Dataset entries
====
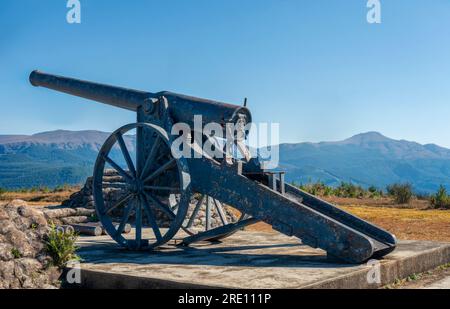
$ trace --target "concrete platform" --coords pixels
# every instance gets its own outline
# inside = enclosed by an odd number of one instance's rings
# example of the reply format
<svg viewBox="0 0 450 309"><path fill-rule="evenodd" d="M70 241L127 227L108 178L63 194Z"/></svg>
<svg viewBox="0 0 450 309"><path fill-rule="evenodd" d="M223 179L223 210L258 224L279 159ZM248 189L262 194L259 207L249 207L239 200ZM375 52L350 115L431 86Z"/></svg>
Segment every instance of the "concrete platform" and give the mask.
<svg viewBox="0 0 450 309"><path fill-rule="evenodd" d="M449 243L401 241L378 266L348 265L297 238L248 231L157 253L120 249L108 236L82 237L78 245L83 288L378 288L450 262ZM380 281L369 282L377 267Z"/></svg>

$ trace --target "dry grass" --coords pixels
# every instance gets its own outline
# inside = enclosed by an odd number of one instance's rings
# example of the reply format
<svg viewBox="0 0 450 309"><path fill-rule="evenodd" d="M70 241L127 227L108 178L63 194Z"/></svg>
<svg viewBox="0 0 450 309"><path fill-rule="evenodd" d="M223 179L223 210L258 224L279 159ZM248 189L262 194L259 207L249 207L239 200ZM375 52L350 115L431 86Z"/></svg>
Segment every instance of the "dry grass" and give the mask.
<svg viewBox="0 0 450 309"><path fill-rule="evenodd" d="M390 231L398 239L450 242L450 210L428 209L428 201L413 200L407 205L395 205L389 198L326 199L343 210ZM248 229L273 231L265 223L255 224Z"/></svg>
<svg viewBox="0 0 450 309"><path fill-rule="evenodd" d="M450 241L450 210L367 206L342 208L394 233L398 239Z"/></svg>
<svg viewBox="0 0 450 309"><path fill-rule="evenodd" d="M49 204L58 204L69 198L69 196L77 192L79 188L73 187L69 190L58 192L6 192L0 196L0 201L11 201L15 199L24 200L29 205L43 206Z"/></svg>

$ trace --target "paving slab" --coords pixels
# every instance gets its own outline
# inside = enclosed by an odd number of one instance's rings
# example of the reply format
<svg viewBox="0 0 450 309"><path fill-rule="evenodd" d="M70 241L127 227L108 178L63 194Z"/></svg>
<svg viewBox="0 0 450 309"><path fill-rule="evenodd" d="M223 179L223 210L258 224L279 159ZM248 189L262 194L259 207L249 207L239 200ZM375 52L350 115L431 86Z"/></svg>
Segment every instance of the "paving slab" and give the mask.
<svg viewBox="0 0 450 309"><path fill-rule="evenodd" d="M450 262L450 243L400 241L382 260L350 265L278 233L241 231L221 243L177 247L181 236L157 252L81 237L81 287L378 288Z"/></svg>

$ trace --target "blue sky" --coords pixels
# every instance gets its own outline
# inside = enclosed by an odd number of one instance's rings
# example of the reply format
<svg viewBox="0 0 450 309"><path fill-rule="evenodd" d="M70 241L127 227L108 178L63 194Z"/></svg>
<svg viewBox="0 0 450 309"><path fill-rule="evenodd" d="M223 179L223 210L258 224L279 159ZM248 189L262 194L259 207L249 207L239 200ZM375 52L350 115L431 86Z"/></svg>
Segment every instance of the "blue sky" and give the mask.
<svg viewBox="0 0 450 309"><path fill-rule="evenodd" d="M130 112L28 83L33 69L240 104L282 142L365 131L450 147L450 1L65 0L0 3L0 134L111 131Z"/></svg>

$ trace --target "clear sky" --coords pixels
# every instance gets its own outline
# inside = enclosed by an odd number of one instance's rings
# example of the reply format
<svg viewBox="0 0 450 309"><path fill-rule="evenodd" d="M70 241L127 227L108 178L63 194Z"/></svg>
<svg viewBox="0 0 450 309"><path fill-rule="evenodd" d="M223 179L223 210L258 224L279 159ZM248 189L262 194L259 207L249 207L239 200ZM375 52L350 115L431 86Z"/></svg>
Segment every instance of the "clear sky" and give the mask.
<svg viewBox="0 0 450 309"><path fill-rule="evenodd" d="M33 69L240 104L282 142L365 131L450 147L450 1L0 2L0 134L112 131L130 112L37 89Z"/></svg>

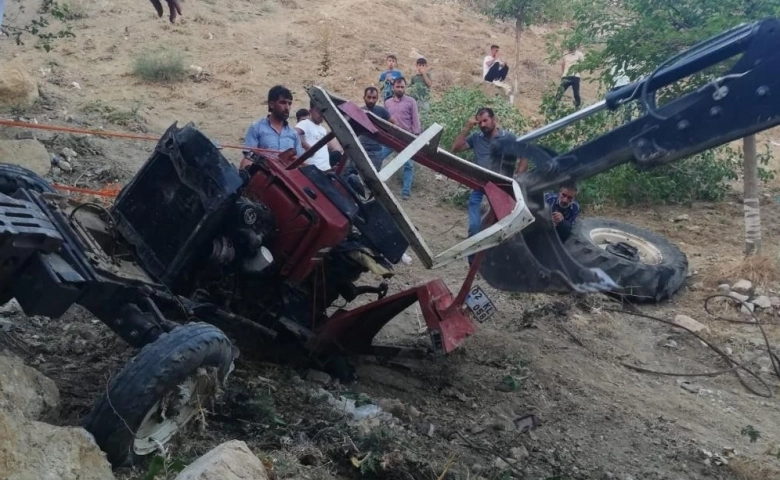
====
* ABOUT THIS EXERCISE
One exact copy of the data, no pictures: write it out line for line.

* REPLY TO THE TASK
$ trace --target "concrete platform" --coords pixels
# every instance gets its own outline
# inside = enclosed by an odd number of one instance's rings
# example of the reply format
<svg viewBox="0 0 450 309"><path fill-rule="evenodd" d="M70 241L127 227L108 178L63 194Z"/></svg>
<svg viewBox="0 0 450 309"><path fill-rule="evenodd" d="M223 179L223 210L258 224L279 159ZM248 189L262 194L259 207L249 207L239 200ZM375 52L350 115L431 86Z"/></svg>
Segment every instance of the "concrete platform" and give the mask.
<svg viewBox="0 0 450 309"><path fill-rule="evenodd" d="M449 243L401 241L378 266L348 265L297 238L248 231L157 253L120 249L108 236L82 237L78 245L83 288L378 288L450 262ZM380 281L369 282L377 267Z"/></svg>

$ trace --target "dry grass" --coords pixels
# every instance gets its own outline
# inside = enclosed by an odd number of one instance's rings
# example of the reply format
<svg viewBox="0 0 450 309"><path fill-rule="evenodd" d="M70 241L127 227L108 178L63 194Z"/></svg>
<svg viewBox="0 0 450 309"><path fill-rule="evenodd" d="M223 179L223 210L258 224L279 159ZM248 189L262 194L259 207L249 207L239 200ZM375 52L350 115L431 86Z"/></svg>
Segment every instance of the "dry grass" and give the mask.
<svg viewBox="0 0 450 309"><path fill-rule="evenodd" d="M390 231L398 239L450 242L450 210L428 209L428 201L413 200L407 205L395 205L389 198L326 199L343 210ZM248 229L273 231L265 223L255 224Z"/></svg>
<svg viewBox="0 0 450 309"><path fill-rule="evenodd" d="M450 241L450 210L367 206L342 208L394 233L398 239Z"/></svg>
<svg viewBox="0 0 450 309"><path fill-rule="evenodd" d="M49 204L58 204L69 198L69 196L77 192L79 188L73 187L69 190L58 192L6 192L0 196L0 201L11 201L15 199L24 200L29 205L43 206Z"/></svg>

$ trace --target "paving slab" --coords pixels
# every instance gets its own outline
# inside = enclosed by an odd number of one instance's rings
# example of the reply format
<svg viewBox="0 0 450 309"><path fill-rule="evenodd" d="M70 241L127 227L108 178L63 194Z"/></svg>
<svg viewBox="0 0 450 309"><path fill-rule="evenodd" d="M223 179L223 210L258 224L279 159ZM248 189L262 194L259 207L249 207L239 200ZM375 52L350 115L431 86Z"/></svg>
Segment every instance of the "paving slab" and give the mask.
<svg viewBox="0 0 450 309"><path fill-rule="evenodd" d="M450 262L450 243L400 241L382 260L350 265L278 233L241 231L221 243L177 247L181 236L157 252L81 237L81 287L378 288Z"/></svg>

$ trace --target "blue sky" --coords pixels
# every instance gets its own outline
# inside = enclosed by an odd number of one instance's rings
# example of the reply format
<svg viewBox="0 0 450 309"><path fill-rule="evenodd" d="M70 241L127 227L108 178L63 194Z"/></svg>
<svg viewBox="0 0 450 309"><path fill-rule="evenodd" d="M223 179L223 210L258 224L279 159ZM248 189L262 194L259 207L249 207L239 200ZM375 52L350 115L431 86Z"/></svg>
Segment every instance of the "blue sky" and give the mask.
<svg viewBox="0 0 450 309"><path fill-rule="evenodd" d="M130 112L28 83L33 69L240 104L282 142L365 131L450 147L450 1L65 0L0 3L0 134L111 131Z"/></svg>

$ trace --target "clear sky" --coords pixels
# every instance gets its own outline
# inside = enclosed by an odd number of one instance's rings
# example of the reply format
<svg viewBox="0 0 450 309"><path fill-rule="evenodd" d="M70 241L127 227L108 178L63 194Z"/></svg>
<svg viewBox="0 0 450 309"><path fill-rule="evenodd" d="M223 179L223 210L258 224L279 159ZM248 189L262 194L259 207L249 207L239 200ZM375 52L350 115L431 86Z"/></svg>
Segment every instance of the "clear sky" and give the mask.
<svg viewBox="0 0 450 309"><path fill-rule="evenodd" d="M33 69L240 104L282 142L365 131L450 147L450 1L0 2L0 134L112 131L130 112L37 89Z"/></svg>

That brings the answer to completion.